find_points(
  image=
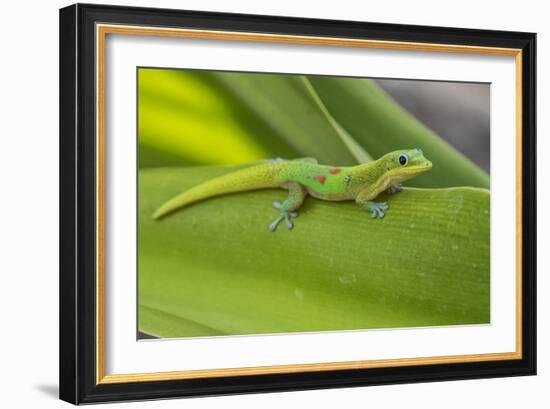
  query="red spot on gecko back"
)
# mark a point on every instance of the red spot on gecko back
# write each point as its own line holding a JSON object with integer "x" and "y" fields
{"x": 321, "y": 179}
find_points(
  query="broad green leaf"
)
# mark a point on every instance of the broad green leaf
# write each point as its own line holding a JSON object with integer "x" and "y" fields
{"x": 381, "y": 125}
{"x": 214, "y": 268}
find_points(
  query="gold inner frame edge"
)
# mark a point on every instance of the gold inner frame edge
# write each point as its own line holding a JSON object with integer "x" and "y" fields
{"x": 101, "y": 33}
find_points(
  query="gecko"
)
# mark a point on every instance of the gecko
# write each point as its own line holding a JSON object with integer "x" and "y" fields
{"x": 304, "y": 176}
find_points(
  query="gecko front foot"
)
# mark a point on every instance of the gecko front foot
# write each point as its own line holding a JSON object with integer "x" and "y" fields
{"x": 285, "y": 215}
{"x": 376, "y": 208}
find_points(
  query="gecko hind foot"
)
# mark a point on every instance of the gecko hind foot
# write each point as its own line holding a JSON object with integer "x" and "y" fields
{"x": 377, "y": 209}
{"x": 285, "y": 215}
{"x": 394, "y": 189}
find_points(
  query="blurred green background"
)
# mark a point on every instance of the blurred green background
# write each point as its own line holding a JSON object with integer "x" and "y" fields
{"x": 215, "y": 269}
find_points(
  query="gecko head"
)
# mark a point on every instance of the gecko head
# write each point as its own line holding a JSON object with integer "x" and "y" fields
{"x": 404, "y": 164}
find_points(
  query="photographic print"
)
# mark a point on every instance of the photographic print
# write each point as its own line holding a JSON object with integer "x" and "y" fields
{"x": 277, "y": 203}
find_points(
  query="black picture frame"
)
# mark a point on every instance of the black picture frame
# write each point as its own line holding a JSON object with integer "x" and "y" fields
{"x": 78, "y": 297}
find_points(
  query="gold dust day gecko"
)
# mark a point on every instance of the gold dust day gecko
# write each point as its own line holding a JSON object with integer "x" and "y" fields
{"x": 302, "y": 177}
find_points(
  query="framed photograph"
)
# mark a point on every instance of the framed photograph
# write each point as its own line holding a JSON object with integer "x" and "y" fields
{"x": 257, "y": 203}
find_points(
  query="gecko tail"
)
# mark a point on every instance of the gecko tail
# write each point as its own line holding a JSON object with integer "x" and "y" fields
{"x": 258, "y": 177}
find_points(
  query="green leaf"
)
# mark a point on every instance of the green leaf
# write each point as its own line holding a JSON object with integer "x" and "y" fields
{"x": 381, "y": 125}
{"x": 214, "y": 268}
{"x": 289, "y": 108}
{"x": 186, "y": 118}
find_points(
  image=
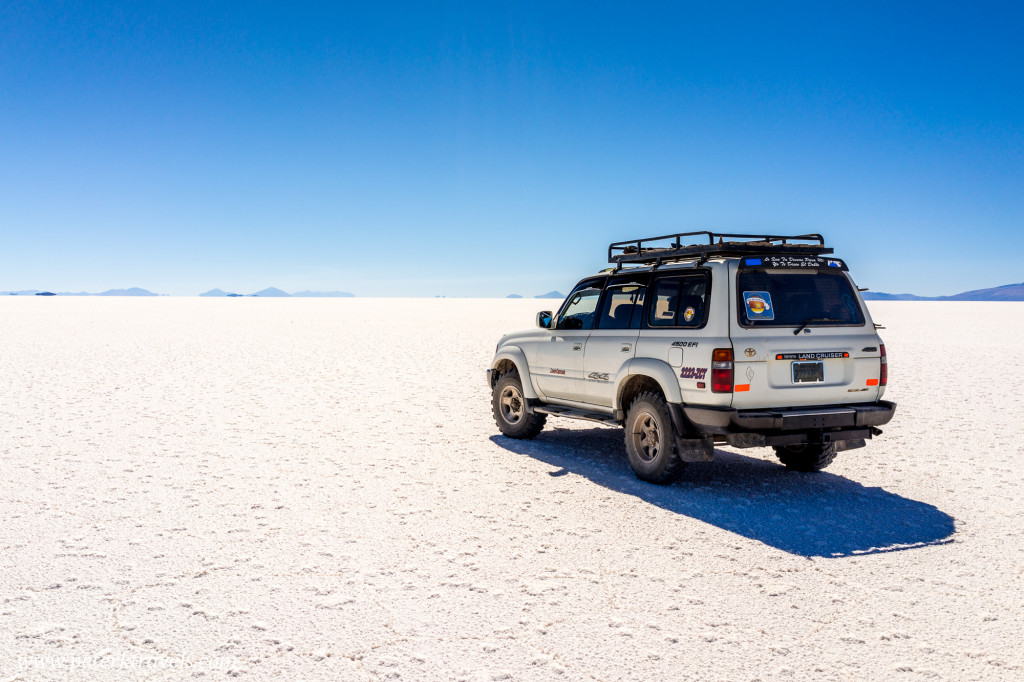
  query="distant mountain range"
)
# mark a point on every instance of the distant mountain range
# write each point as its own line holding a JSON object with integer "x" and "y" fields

What you have to do → Give every line above again exactly, with no pictures.

Full response →
find_points(
  image=
  query="red spot on gecko back"
)
# mark a point on every instance of the red spot on gecko back
# write each point as its own line holding a JSON object with integer "x" and "y" fields
{"x": 321, "y": 179}
find_points(
  query="broad green leaf"
)
# mark a point on every instance of the broad green leaf
# write each point as its own line holding a JSON object with integer "x" and "y" fields
{"x": 381, "y": 125}
{"x": 214, "y": 268}
find_points(
  query="gold inner frame edge"
)
# mark a point on every instance of the gold inner frame edge
# write each point as its own line holding a JSON object with integer "x" and "y" fields
{"x": 101, "y": 33}
find_points(
  query="gecko"
)
# mark a point on every instance of the gecko
# write each point as its own line holding a JSON object with integer "x" and "y" fields
{"x": 304, "y": 176}
find_points(
  query="gecko front foot"
)
# mark a point on every instance of the gecko front foot
# write each point as its own line holding a JSON object with integer "x" and "y" fields
{"x": 285, "y": 215}
{"x": 376, "y": 208}
find_points(
  query="gecko hind foot"
)
# mark a point on every instance of the gecko hind foot
# write each point as its own line holding a JSON object with integer "x" and "y" fields
{"x": 377, "y": 209}
{"x": 285, "y": 215}
{"x": 394, "y": 189}
find_points(
  query="blurred green background"
)
# mark a point on every instance of the blurred green background
# write each point as its own line holding a JSON object with integer "x" and "y" fields
{"x": 215, "y": 269}
find_points(
  query="gecko head"
)
# mark a point on every instance of the gecko head
# write each point as its own line holding a JSON object with integer "x" and "y" fields
{"x": 404, "y": 164}
find_points(
  query="photographic print"
)
# mark a point on every instance of the photographic print
# write each point as its own line holding a JSON object with integer "x" and "y" fields
{"x": 277, "y": 203}
find_points(
  query="black picture frame"
)
# mark a point on every instance of the black picture frame
# write each point as its own line holding a JSON object with integer "x" and "y" fields
{"x": 78, "y": 297}
find_points(
  query="gold dust day gecko"
)
# mark a point on every instance of the gold dust day gecko
# write each point as its own line holding a JSON object with integer "x" and "y" fields
{"x": 302, "y": 177}
find_points(
  query="framed photograph"
)
# mark a point on every instance of the framed photograph
# write each point as its own line holding a JSON object with integer "x" and "y" fields
{"x": 257, "y": 203}
find_points(
  query="gecko tail"
)
# mark a point on every instance of the gecko tail
# write each point as its own line holding a JSON object with integer "x" and "y" fields
{"x": 258, "y": 177}
find_points(
  query="green leaf"
)
# mark a point on every instance of the green leaf
# write each point as its own line holding a JSON object with integer "x" and "y" fields
{"x": 381, "y": 125}
{"x": 214, "y": 268}
{"x": 289, "y": 108}
{"x": 186, "y": 118}
find_points(
  image=
  query="distant mountain range"
)
# mark a point on every instance of the distant mountain range
# write each point as its own line holding a JSON object with integer "x" and "y" fields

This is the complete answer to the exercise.